WORK INSTRUCTION
Emit the data below verbatim, stripping out any pictures.

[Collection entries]
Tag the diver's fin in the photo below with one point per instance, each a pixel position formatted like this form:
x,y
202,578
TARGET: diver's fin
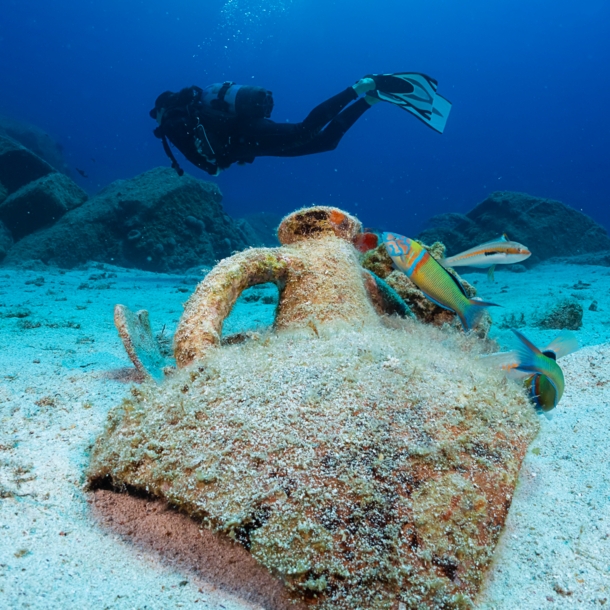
x,y
415,93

SOLUTION TO THIS EXERCISE
Tag the diver's fin in the photo below with one point per instance, each a pixel position formatted like this form:
x,y
202,578
TARGET: diver's fin
x,y
415,93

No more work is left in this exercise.